* **WHAT THIS TASK INVOLVES**: Repeat the entries exactly. Leave nothing out.

'''

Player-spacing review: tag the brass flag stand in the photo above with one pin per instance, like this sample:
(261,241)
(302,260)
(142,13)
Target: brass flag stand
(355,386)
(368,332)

'''

* **WRITTEN ANSWER**:
Player-spacing review: tag the brass flag stand in the photo above with one pin per instance, like this sample:
(261,241)
(302,260)
(142,13)
Target: brass flag stand
(355,386)
(368,332)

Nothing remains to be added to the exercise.